▶ [WHAT NEEDS TO BE DONE] Word for word, restate all of the data shown below.

Stored items from a collection:
--------

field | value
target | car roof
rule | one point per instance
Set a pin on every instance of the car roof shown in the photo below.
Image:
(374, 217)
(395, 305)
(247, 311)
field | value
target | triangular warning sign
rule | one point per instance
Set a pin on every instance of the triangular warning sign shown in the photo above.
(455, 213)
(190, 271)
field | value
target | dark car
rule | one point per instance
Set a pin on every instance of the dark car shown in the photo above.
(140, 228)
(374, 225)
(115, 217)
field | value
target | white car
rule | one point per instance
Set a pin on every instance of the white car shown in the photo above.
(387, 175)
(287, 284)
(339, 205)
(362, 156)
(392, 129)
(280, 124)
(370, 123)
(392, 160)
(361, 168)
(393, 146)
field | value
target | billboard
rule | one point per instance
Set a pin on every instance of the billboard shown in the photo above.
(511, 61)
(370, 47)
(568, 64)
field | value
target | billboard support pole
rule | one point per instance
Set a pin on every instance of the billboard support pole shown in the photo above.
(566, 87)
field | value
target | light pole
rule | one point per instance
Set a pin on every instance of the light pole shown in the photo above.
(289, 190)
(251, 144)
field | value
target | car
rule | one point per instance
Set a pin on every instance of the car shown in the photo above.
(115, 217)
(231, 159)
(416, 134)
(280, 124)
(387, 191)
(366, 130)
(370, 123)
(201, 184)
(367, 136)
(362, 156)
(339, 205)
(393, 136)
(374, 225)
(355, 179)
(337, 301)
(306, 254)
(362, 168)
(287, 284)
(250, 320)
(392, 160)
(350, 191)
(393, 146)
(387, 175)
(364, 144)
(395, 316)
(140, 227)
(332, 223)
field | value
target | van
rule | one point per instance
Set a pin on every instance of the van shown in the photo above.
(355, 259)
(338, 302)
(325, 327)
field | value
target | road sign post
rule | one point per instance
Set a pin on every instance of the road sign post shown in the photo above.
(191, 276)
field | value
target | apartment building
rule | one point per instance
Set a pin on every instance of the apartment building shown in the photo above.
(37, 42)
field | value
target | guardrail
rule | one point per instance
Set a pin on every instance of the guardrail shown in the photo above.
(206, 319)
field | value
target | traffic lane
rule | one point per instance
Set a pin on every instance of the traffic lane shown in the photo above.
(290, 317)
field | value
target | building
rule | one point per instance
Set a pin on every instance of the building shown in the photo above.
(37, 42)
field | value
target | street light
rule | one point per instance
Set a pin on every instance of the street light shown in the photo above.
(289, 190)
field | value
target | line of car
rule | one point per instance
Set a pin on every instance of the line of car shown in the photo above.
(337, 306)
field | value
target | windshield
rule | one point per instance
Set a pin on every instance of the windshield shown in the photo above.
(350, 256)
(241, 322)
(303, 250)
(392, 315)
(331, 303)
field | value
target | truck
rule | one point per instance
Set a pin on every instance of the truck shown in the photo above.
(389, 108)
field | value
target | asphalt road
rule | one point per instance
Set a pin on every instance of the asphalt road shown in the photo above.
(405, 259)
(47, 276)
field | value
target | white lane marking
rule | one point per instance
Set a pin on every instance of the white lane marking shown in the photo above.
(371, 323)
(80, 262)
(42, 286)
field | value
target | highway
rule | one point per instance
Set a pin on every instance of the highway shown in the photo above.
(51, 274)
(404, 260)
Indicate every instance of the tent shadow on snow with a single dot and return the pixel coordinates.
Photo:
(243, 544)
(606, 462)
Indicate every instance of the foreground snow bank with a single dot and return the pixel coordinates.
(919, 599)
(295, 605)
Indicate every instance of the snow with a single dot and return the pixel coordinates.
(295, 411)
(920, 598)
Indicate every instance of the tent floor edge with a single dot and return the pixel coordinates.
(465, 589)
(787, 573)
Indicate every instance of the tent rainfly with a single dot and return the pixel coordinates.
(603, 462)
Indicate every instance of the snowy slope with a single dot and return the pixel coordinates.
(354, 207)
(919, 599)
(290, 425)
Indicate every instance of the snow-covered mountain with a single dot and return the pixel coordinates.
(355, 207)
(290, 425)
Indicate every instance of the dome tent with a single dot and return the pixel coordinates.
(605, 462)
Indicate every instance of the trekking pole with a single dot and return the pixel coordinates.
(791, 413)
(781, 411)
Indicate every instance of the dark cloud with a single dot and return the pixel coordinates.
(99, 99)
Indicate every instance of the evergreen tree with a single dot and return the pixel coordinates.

--------

▶ [ANSWER SPACE]
field | value
target | car roof
rule | one point per instance
Set a pin on every instance of the car roof shown in the photo below.
Image:
(374, 217)
(395, 305)
(247, 311)
field | value
target | triangular warning sign
rule | one point per instance
Set a pin on every instance of the triangular warning sign shown in the photo above.
(455, 213)
(190, 271)
field | value
target | dark car
rule | one point per instance
Set a pin on every instance of the dark car shown in the photo above.
(140, 228)
(374, 225)
(115, 217)
field | value
target | white car
rule | one point per instance
Set a pin on every instance of the white car shown in the photo above.
(387, 175)
(287, 284)
(339, 205)
(362, 156)
(392, 129)
(280, 124)
(370, 123)
(392, 160)
(361, 168)
(393, 146)
field | value
target | billboard
rule | one point per instance
Set a pin on every instance of the billboard shown in the photo above.
(511, 61)
(370, 47)
(568, 64)
field | value
target | billboard support pole
rule | one point per instance
Set a pin on every instance of the billboard support pole shown in the photo above.
(566, 87)
field | value
target | light pole
rule | one point per instance
Set a pin on every instance of the light pole shown in the photo above.
(289, 190)
(251, 144)
field | value
target | car
rule | one point per instance
Set a pin on every instance of the car shown in the photo above.
(115, 217)
(231, 159)
(416, 134)
(280, 124)
(387, 191)
(366, 130)
(370, 123)
(201, 184)
(367, 136)
(362, 156)
(339, 205)
(393, 136)
(374, 225)
(355, 179)
(337, 301)
(306, 254)
(362, 168)
(287, 284)
(250, 320)
(392, 160)
(350, 191)
(393, 146)
(387, 175)
(364, 144)
(395, 316)
(140, 227)
(332, 223)
field | value
target | van
rule | one point per instance
Set a pin on every instance of the van shown in the photo above.
(355, 259)
(338, 302)
(325, 327)
field | value
target | road sign post
rule | one point per instance
Set a pin on every instance of the road sign post shown in the photo above.
(191, 276)
field | value
target | apartment building
rule | one point per instance
Set a pin on every instance of the apartment building shown in the photo above.
(37, 42)
field | value
target | guardrail
rule | one point per instance
Set a pin on every instance of the guardrail shown in the photo above.
(206, 319)
field | value
target | traffic lane
rule | one point per instance
Set a pin on every instance of the traffic lane shown in the photo above.
(290, 317)
field | value
target | building
rule | one point per instance
Set a pin on every instance of the building shown in the photo above.
(37, 42)
field | value
target | street light
rule | one point per instance
Set a pin on every instance of the street light shown in the photo above.
(289, 190)
field | value
target | line of car
rule | one point per instance
Set a pin on every instance of the line of car shown in the photo above.
(337, 306)
field | value
target | windshield
rule | one point per instance
Set a pin on every instance of the windshield shown in the photo above.
(350, 256)
(241, 322)
(303, 250)
(392, 315)
(331, 303)
field | value
target | truck
rule | one point per instance
Set a pin on every instance of the truck shown in the photo above.
(389, 108)
field | value
target | asphalt road
rule | one point per instance
Set a pin on every instance of the asphalt road shown in the photo above.
(405, 259)
(47, 276)
field | value
target | white lane marking
rule | one point per instance
Set a pin on every instance of the white lane marking shown in the photo above.
(371, 323)
(80, 262)
(42, 286)
field | value
target | highway
rule | one point per instance
Set a pin on every instance of the highway shown in the photo above.
(51, 274)
(404, 260)
Indicate every instance of the tent shadow on snow with a single dot and return the pixel coordinates.
Photo:
(243, 544)
(606, 462)
Indicate every instance of the foreground snow bank with a single dot and return the pixel coordinates.
(919, 599)
(295, 605)
Indicate every instance of the snow with a single dot and return the pixel coordinates.
(295, 411)
(920, 598)
Indicate every instance of the tent floor edge with a single dot and return the pixel coordinates.
(465, 589)
(787, 573)
Indicate every instance of the tent rainfly with a single dot and return the pixel coordinates.
(603, 462)
Indicate every instance of the snowy slope with a single dot and return the pixel coordinates.
(354, 207)
(919, 599)
(290, 425)
Indicate every instance of the snow-covered mountain with a single dot and return the pixel coordinates.
(355, 207)
(290, 425)
Indicate every instance of the dome tent with a single dot and return the pixel coordinates.
(605, 462)
Indicate every instance of the trekking pole with a single dot and return the pixel coordinates.
(791, 413)
(781, 411)
Indicate every instance of the dark cloud with a single dot and return the pixel coordinates.
(99, 99)
Indicate every instance of the evergreen tree with a single dot and return the pixel coordinates.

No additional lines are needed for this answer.